What you will do
Locate and copy each line in the data that contains the word "tree".

□ □ □ □ □ □ □

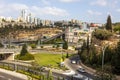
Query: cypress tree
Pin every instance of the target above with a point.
(65, 45)
(109, 23)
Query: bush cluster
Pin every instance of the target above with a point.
(102, 34)
(27, 56)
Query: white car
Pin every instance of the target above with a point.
(73, 61)
(81, 70)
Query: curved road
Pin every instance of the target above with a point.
(74, 67)
(10, 75)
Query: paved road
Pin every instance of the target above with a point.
(74, 67)
(9, 75)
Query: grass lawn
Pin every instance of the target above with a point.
(45, 59)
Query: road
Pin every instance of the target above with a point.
(74, 67)
(6, 76)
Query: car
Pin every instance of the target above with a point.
(81, 70)
(73, 61)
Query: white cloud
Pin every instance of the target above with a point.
(45, 2)
(15, 8)
(99, 2)
(49, 11)
(94, 12)
(67, 1)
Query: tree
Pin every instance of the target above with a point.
(67, 55)
(87, 43)
(117, 28)
(1, 45)
(24, 50)
(65, 45)
(109, 23)
(33, 46)
(116, 60)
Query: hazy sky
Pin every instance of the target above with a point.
(84, 10)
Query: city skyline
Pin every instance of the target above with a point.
(85, 10)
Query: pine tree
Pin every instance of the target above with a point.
(116, 59)
(24, 50)
(109, 23)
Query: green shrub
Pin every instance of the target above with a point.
(27, 56)
(102, 34)
(33, 46)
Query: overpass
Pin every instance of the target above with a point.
(51, 38)
(7, 54)
(42, 40)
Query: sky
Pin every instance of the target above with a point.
(84, 10)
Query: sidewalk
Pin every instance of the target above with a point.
(13, 73)
(89, 70)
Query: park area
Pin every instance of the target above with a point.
(48, 60)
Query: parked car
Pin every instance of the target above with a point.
(81, 70)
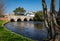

□ □ □ □ □ □ □

The completed task
Query: cypress tree
Query: tree
Query: pine tree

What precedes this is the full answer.